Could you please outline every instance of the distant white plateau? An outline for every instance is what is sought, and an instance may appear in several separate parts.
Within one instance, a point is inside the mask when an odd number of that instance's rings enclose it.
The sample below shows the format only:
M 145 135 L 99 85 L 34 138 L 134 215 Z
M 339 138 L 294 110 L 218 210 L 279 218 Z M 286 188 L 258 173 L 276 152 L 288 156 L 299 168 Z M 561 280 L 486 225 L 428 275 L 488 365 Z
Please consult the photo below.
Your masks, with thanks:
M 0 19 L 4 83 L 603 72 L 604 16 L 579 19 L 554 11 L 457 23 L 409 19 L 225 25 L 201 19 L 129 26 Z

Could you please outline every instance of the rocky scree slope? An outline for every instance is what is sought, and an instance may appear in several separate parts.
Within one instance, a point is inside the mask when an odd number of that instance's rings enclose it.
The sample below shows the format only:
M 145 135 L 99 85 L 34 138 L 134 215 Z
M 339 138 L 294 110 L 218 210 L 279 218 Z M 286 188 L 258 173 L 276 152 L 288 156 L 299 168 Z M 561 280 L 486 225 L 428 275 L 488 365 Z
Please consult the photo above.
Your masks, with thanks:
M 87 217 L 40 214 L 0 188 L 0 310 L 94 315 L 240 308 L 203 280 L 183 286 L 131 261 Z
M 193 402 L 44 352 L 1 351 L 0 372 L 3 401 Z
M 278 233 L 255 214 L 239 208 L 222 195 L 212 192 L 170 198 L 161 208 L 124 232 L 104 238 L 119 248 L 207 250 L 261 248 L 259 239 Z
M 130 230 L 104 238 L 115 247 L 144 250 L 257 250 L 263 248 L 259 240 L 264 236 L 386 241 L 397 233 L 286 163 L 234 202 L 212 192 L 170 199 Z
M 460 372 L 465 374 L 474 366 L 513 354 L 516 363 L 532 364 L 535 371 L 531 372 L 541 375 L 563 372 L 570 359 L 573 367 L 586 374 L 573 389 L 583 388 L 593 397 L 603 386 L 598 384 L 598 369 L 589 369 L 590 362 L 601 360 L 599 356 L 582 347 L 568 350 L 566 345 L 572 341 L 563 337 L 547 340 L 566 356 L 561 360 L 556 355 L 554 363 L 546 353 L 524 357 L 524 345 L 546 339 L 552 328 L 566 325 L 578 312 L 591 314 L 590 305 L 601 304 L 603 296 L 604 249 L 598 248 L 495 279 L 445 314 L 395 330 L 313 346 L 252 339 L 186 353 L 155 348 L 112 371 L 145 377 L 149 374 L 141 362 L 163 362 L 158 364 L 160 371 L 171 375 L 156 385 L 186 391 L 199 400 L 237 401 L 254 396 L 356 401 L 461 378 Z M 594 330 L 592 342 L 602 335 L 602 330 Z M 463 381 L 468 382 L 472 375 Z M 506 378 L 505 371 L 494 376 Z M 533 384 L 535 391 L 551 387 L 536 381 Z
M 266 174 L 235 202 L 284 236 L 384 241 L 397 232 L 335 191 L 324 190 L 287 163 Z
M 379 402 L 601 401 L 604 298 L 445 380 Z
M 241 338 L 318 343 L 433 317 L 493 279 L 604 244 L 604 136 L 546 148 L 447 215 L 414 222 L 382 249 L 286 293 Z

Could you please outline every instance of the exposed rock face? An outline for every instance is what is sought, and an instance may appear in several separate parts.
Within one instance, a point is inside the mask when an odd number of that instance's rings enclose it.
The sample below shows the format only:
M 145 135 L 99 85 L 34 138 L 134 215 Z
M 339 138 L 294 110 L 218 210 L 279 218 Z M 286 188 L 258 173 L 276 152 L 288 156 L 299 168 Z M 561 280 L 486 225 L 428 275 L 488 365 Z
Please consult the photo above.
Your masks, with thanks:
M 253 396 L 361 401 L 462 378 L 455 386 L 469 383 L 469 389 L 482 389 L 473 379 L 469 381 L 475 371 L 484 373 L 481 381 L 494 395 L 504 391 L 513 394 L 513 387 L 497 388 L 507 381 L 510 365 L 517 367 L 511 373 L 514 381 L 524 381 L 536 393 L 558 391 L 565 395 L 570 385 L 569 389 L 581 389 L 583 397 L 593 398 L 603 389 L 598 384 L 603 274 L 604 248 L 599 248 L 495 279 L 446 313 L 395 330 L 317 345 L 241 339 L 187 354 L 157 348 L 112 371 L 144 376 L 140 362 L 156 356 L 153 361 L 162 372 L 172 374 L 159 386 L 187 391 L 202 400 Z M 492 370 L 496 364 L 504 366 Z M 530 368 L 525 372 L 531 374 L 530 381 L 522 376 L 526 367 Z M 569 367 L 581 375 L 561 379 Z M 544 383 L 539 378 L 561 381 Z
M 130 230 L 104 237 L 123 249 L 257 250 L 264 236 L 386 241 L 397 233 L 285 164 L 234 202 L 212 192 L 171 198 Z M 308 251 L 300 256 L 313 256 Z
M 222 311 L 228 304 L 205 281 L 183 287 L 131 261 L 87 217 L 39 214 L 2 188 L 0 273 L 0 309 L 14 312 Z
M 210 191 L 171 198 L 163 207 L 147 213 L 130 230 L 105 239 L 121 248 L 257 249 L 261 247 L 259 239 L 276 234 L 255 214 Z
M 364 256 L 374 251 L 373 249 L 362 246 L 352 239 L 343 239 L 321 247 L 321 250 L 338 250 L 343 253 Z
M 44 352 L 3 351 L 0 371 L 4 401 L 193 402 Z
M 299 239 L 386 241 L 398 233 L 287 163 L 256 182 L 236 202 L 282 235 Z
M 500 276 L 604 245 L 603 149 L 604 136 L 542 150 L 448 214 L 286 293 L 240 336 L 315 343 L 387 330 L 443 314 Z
◇ ◇ ◇ ◇ ◇
## Goal of the exercise
Give back all of the items above word for word, with every line in its original order and nothing added.

## The result
Could you please outline every instance of the distant white plateau? An outline for every instance is what is sought, and an instance may appear in several separate parts.
Within one instance, a point is inside the mask when an odd number of that instance's rings enclose it.
The sample below shows the format only:
M 145 135 L 99 85 L 34 138 L 134 215 Z
M 339 138 L 294 110 L 218 210 L 279 218 Z M 286 188 L 258 173 L 276 152 L 288 156 L 299 168 Z M 561 280 L 486 225 L 428 275 L 488 365 Z
Please consult the photo below.
Your masks, with thanks:
M 0 19 L 4 83 L 603 72 L 604 16 L 579 19 L 554 11 L 457 23 L 409 19 L 225 25 L 201 19 L 129 26 Z

Could you please outline every instance of the rocky scree slope? An outline for every instance is what is sought, and an instance may appear in several separate parts.
Within one instance, a point is inside the mask when an odd number of that instance's rings enclose it.
The sample below shows the format only:
M 145 135 L 99 85 L 34 138 L 134 215 Z
M 339 138 L 294 110 L 218 210 L 279 218 Z M 286 188 L 258 173 L 276 152 L 288 156 L 299 168 Z M 561 280 L 486 225 L 428 275 L 488 365 Z
Please consult the photo above.
Your masks, with thanks:
M 87 217 L 40 214 L 0 188 L 0 310 L 94 315 L 240 308 L 203 280 L 183 286 L 131 261 Z
M 193 402 L 44 352 L 1 351 L 0 372 L 3 401 Z
M 278 233 L 255 214 L 239 208 L 222 195 L 212 192 L 170 198 L 161 208 L 124 232 L 104 238 L 119 248 L 207 250 L 261 248 L 259 239 Z
M 130 230 L 104 238 L 115 247 L 144 250 L 257 250 L 263 248 L 259 240 L 264 236 L 386 241 L 397 233 L 286 163 L 234 202 L 212 192 L 170 199 Z
M 460 372 L 465 374 L 474 366 L 513 354 L 516 363 L 532 364 L 535 371 L 531 372 L 541 375 L 563 372 L 570 359 L 573 367 L 586 374 L 573 389 L 583 388 L 593 397 L 603 386 L 598 384 L 598 369 L 589 369 L 590 362 L 601 360 L 599 356 L 582 347 L 568 350 L 566 345 L 572 341 L 563 337 L 547 340 L 566 356 L 561 360 L 556 355 L 554 363 L 546 353 L 524 357 L 524 345 L 546 339 L 552 328 L 566 325 L 578 312 L 591 314 L 590 305 L 601 304 L 603 296 L 604 249 L 598 248 L 495 279 L 445 314 L 395 330 L 313 346 L 252 339 L 186 353 L 155 348 L 112 371 L 145 377 L 149 374 L 141 362 L 163 362 L 158 364 L 160 371 L 171 375 L 156 385 L 186 391 L 199 400 L 237 401 L 254 396 L 356 401 L 461 378 Z M 594 330 L 592 342 L 602 335 L 602 330 Z M 463 381 L 468 382 L 472 375 Z M 506 378 L 505 371 L 494 376 Z M 533 384 L 535 391 L 551 387 L 536 381 Z
M 266 174 L 235 202 L 284 236 L 384 241 L 397 232 L 335 191 L 324 190 L 287 163 Z
M 379 402 L 601 401 L 604 298 L 445 380 Z
M 241 338 L 318 343 L 433 317 L 493 279 L 604 244 L 604 136 L 546 148 L 447 215 L 414 222 L 382 249 L 286 293 Z

Could you please outline every instance of the exposed rock face? An outline for every instance is what is sought, and an instance may appear in several separate parts.
Within one instance, a point is inside the mask when an odd number of that instance's rings enclose it.
The sample below shows the format only:
M 145 135 L 99 85 L 34 138 L 134 215 Z
M 339 138 L 294 110 L 218 210 L 279 218 Z M 286 188 L 258 173 L 276 152 L 288 156 L 299 168 Z M 561 280 L 486 225 L 428 275 L 488 365 Z
Please consult the photo above.
Your masks, with thanks:
M 253 396 L 361 401 L 462 378 L 455 386 L 469 383 L 469 389 L 482 389 L 473 379 L 469 381 L 475 371 L 484 373 L 481 381 L 494 395 L 504 391 L 513 394 L 513 387 L 497 388 L 507 381 L 510 365 L 517 367 L 511 373 L 514 381 L 524 381 L 536 393 L 558 391 L 565 395 L 570 385 L 569 389 L 581 389 L 583 397 L 593 398 L 603 389 L 598 384 L 603 274 L 604 248 L 599 248 L 495 279 L 446 313 L 395 330 L 317 345 L 241 339 L 187 354 L 157 348 L 112 371 L 144 376 L 140 362 L 156 356 L 153 361 L 162 372 L 172 374 L 159 386 L 187 391 L 202 400 Z M 492 370 L 496 364 L 504 366 Z M 530 368 L 525 372 L 531 374 L 530 381 L 522 376 L 526 367 Z M 569 367 L 581 375 L 561 379 Z M 544 383 L 539 378 L 561 381 Z
M 130 230 L 104 237 L 123 249 L 257 250 L 264 236 L 386 241 L 397 233 L 285 164 L 234 202 L 212 192 L 171 198 Z M 308 251 L 300 256 L 313 256 Z
M 222 311 L 228 304 L 205 281 L 183 287 L 131 261 L 87 217 L 39 214 L 2 188 L 0 273 L 0 309 L 14 312 Z
M 210 191 L 171 198 L 163 207 L 147 213 L 130 230 L 105 239 L 121 248 L 257 249 L 261 247 L 259 239 L 276 234 L 255 214 Z
M 364 256 L 374 251 L 373 249 L 362 246 L 352 239 L 343 239 L 321 247 L 321 250 L 338 250 L 343 253 Z
M 44 352 L 3 351 L 0 371 L 4 401 L 193 402 Z
M 299 239 L 386 241 L 398 233 L 287 163 L 256 182 L 236 202 L 282 235 Z
M 500 276 L 604 245 L 603 149 L 604 136 L 542 150 L 448 214 L 286 293 L 240 336 L 315 343 L 387 330 L 443 314 Z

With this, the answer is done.